■ What you should do ■
Copy everything from the line containing "query | bollard" down to the end of the data. Keep every line, and multiply each coordinate in the answers by 1.95, rounding to the nearest whole number with halves rounded up.

==== Working data

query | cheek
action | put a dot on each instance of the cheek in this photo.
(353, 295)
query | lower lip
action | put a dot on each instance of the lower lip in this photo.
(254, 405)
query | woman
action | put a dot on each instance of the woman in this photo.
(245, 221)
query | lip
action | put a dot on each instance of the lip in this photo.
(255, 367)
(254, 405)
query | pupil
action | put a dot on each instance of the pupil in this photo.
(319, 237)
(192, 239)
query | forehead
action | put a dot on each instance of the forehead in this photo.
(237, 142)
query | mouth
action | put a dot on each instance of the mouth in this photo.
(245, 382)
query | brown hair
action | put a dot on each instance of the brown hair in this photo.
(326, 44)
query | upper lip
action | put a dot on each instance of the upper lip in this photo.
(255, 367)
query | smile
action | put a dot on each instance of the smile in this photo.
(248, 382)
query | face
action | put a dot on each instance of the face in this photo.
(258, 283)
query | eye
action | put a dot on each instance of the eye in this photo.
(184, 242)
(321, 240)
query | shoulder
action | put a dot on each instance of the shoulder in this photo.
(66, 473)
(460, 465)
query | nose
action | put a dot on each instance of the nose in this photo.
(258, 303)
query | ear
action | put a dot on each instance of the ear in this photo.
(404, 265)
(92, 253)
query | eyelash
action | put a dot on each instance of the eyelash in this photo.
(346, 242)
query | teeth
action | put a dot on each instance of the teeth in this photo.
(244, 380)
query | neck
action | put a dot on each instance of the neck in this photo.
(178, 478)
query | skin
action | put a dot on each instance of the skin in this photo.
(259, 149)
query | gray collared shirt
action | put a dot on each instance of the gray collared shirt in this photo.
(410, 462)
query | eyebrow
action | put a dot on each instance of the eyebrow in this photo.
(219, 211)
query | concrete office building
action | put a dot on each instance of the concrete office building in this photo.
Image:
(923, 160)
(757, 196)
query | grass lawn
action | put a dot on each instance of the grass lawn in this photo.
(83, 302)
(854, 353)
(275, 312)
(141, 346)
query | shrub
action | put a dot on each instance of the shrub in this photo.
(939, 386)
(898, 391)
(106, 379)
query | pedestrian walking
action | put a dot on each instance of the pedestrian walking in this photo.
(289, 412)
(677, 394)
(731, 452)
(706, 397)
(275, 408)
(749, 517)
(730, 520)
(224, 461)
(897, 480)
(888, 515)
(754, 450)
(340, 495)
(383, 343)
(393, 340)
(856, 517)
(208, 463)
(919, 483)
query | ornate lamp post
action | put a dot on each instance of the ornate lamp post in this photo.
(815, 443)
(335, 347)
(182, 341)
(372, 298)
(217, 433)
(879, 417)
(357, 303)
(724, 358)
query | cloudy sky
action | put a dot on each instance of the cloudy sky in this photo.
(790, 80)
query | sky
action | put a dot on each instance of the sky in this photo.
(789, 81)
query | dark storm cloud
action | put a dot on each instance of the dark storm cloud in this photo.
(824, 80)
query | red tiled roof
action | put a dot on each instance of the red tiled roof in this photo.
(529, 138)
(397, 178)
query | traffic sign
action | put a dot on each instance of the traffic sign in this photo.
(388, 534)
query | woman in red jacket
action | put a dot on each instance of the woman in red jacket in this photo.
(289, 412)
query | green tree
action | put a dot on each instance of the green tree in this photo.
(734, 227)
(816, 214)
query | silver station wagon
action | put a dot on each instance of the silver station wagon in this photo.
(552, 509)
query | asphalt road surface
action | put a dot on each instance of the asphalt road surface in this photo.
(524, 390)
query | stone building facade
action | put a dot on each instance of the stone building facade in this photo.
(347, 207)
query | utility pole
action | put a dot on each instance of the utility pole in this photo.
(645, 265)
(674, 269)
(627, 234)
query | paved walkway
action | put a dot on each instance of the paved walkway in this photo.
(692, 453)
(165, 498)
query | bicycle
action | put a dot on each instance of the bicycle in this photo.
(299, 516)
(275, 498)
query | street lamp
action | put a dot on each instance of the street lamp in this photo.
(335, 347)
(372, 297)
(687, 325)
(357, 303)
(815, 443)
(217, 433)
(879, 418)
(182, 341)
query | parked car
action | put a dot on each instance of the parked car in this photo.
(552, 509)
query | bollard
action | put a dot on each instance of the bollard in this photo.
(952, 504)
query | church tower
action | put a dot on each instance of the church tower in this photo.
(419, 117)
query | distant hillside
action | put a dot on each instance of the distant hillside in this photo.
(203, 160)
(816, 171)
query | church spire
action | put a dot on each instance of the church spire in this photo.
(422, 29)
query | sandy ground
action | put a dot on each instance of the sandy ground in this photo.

========

■ Result for this exercise ■
query | bollard
action | put a dot on each instance of the bollard in this photo.
(1856, 983)
query | church tower
action | put a dot on each instance of the church tower in this photo.
(817, 228)
query | distant hillside
action | put a dot on each instance of the distant hillside in this photo.
(396, 312)
(1591, 333)
query | church spire
action | put a dot on each instance of the church spire in this photo.
(823, 57)
query | sandy ground
action | put a dot on each instance of the sandy ground in this photo.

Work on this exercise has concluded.